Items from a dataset
########

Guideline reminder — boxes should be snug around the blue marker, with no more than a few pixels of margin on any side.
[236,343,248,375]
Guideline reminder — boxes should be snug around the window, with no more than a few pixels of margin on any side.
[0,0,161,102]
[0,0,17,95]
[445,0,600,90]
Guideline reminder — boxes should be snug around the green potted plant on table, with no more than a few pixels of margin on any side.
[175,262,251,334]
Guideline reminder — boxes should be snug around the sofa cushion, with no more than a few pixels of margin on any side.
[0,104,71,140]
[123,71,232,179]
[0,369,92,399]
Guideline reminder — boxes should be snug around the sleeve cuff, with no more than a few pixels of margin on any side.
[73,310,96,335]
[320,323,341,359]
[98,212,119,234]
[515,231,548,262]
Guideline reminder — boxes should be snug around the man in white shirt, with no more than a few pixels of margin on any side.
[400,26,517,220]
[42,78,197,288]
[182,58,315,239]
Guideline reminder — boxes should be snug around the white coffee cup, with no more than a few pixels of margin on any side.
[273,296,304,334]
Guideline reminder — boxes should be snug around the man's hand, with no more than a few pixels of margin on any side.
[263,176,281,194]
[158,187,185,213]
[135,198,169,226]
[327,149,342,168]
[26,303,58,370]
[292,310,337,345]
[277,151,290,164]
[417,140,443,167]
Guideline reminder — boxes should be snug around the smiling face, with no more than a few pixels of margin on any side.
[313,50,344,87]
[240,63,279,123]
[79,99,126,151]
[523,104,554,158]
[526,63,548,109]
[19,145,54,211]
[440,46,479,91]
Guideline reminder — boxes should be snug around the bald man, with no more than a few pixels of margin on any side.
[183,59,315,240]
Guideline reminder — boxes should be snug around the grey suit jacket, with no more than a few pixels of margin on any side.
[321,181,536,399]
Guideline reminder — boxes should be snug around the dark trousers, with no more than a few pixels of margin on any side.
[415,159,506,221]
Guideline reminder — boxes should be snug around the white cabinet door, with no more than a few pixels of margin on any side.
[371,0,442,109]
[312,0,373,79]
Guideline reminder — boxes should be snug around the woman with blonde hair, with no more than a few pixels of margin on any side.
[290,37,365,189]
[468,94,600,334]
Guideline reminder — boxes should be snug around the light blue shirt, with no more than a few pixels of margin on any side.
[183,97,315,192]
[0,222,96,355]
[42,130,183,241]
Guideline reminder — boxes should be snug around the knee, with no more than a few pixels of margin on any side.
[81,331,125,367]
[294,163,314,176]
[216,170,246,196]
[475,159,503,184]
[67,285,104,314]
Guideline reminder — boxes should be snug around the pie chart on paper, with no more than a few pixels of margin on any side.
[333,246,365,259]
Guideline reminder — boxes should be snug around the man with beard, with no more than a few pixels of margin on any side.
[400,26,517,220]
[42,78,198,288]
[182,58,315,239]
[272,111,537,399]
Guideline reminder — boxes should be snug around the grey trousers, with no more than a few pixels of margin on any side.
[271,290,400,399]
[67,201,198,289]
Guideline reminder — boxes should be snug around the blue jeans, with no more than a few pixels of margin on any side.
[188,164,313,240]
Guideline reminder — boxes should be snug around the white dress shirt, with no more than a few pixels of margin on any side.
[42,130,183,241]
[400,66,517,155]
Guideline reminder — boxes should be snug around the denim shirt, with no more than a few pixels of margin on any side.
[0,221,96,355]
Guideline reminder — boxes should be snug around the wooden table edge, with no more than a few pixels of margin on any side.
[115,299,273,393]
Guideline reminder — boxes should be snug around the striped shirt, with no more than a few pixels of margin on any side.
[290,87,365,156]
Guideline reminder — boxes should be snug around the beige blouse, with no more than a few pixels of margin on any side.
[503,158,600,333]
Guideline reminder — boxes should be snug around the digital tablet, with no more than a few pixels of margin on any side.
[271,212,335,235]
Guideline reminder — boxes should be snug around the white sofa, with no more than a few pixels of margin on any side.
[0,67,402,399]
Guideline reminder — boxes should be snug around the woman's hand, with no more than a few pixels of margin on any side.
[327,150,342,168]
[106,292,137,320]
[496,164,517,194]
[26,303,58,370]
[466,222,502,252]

########

> **TASK DIRECTIONS**
Could you collect every line in the listing that holds the string "grey"? Letter case counts.

> **FINAL ANSWER**
Guideline reminder — boxes should be snug around the grey suit jacket, with no more than a few pixels of margin on any side.
Guideline reminder — boxes should be snug around the grey trousers, with no more than a few pixels of margin on any side.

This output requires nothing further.